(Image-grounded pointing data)
* * * *
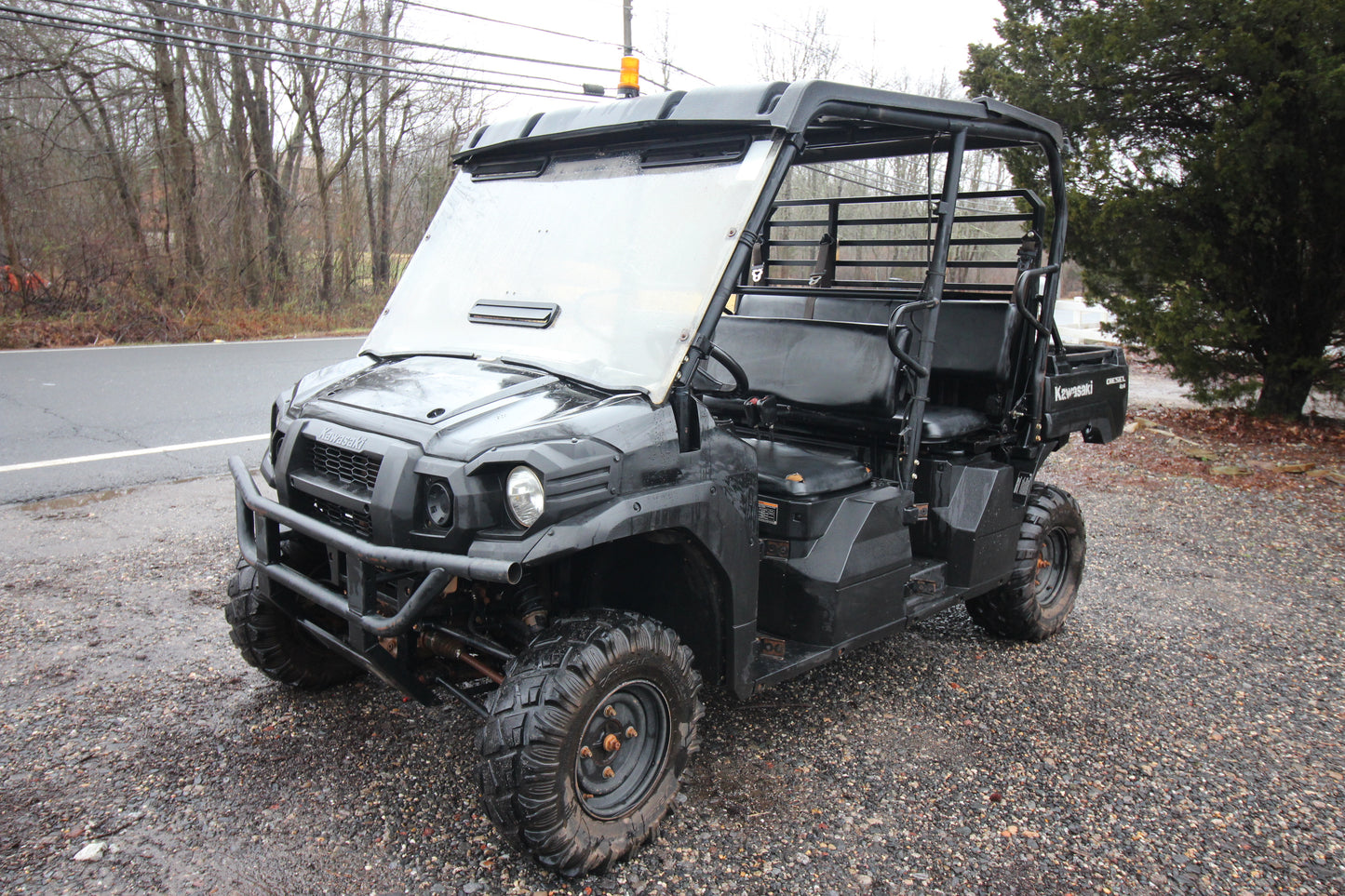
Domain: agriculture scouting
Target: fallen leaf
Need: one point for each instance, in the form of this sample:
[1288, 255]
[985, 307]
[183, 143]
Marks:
[1230, 470]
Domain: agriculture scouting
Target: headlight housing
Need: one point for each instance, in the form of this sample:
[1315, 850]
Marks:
[525, 498]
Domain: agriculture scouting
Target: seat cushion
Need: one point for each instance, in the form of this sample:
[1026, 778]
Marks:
[789, 470]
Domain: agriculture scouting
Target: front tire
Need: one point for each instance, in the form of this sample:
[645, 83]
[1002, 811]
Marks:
[276, 645]
[586, 739]
[1040, 594]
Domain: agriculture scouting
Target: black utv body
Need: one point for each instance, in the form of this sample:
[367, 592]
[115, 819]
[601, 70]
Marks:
[652, 408]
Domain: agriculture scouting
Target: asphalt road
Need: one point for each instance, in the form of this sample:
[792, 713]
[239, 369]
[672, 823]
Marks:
[62, 405]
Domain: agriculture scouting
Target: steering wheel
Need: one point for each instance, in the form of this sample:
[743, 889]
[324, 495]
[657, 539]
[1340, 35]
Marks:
[707, 385]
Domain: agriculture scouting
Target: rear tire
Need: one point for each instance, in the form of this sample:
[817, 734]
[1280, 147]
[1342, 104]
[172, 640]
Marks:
[276, 645]
[586, 739]
[1040, 594]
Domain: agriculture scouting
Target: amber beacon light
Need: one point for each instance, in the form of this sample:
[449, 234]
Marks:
[628, 85]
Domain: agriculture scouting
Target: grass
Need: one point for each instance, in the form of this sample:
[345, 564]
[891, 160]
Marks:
[139, 323]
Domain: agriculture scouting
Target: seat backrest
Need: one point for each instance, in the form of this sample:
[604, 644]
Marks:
[838, 365]
[975, 338]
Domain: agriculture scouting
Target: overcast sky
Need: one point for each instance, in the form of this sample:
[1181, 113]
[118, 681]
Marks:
[903, 42]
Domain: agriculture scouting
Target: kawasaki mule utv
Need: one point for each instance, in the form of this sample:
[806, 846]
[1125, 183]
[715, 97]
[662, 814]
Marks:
[677, 391]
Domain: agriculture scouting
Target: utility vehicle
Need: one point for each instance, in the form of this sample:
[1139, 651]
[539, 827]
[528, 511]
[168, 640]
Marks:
[679, 389]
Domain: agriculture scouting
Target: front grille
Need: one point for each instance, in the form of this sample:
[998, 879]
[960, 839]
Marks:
[348, 466]
[351, 521]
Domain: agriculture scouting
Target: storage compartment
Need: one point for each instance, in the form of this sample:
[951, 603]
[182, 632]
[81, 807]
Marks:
[849, 582]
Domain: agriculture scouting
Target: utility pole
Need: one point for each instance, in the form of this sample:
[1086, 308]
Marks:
[629, 81]
[625, 24]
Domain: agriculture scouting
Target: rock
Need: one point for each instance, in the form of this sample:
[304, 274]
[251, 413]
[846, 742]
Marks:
[91, 852]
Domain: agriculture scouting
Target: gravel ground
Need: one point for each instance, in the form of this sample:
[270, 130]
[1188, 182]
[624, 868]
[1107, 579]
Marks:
[1185, 733]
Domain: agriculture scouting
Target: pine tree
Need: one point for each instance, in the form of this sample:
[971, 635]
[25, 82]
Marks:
[1208, 201]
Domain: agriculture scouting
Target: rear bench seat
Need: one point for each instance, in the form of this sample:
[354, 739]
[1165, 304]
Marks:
[843, 367]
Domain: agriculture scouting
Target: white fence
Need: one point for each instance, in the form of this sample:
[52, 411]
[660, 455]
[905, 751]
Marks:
[1081, 322]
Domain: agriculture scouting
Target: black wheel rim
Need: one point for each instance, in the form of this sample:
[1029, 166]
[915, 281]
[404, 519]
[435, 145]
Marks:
[1052, 567]
[623, 750]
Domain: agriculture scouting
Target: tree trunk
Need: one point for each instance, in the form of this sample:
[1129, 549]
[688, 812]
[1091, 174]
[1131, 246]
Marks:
[381, 240]
[106, 144]
[179, 155]
[257, 105]
[11, 242]
[1284, 391]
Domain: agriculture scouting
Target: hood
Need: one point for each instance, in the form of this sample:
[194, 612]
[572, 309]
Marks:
[453, 407]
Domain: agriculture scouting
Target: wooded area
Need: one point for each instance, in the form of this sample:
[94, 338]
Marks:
[166, 165]
[1206, 192]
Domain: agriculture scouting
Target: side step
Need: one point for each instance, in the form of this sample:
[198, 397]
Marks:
[928, 591]
[775, 660]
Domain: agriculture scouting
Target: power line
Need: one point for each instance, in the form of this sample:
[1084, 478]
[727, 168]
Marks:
[561, 33]
[363, 51]
[514, 24]
[151, 35]
[347, 33]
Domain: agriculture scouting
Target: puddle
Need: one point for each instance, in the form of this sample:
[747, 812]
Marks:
[73, 502]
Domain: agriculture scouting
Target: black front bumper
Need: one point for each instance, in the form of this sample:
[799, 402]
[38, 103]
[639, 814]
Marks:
[259, 536]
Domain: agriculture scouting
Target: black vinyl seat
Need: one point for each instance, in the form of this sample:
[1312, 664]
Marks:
[788, 470]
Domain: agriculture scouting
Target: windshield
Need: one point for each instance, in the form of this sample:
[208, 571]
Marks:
[608, 264]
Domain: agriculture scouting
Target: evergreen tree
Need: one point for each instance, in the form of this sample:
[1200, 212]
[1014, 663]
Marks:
[1208, 187]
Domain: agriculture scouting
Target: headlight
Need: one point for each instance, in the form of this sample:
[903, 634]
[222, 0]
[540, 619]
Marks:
[525, 497]
[438, 504]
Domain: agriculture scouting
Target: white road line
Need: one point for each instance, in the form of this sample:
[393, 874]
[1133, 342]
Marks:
[136, 452]
[181, 344]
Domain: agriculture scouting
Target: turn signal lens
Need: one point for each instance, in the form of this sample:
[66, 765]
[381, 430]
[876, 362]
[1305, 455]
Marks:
[438, 504]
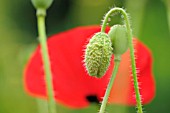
* * * *
# What is expected
Check every line of the records above for the string "road". Copy those that hold it.

# Written solution
Target: asphalt road
Target: white road line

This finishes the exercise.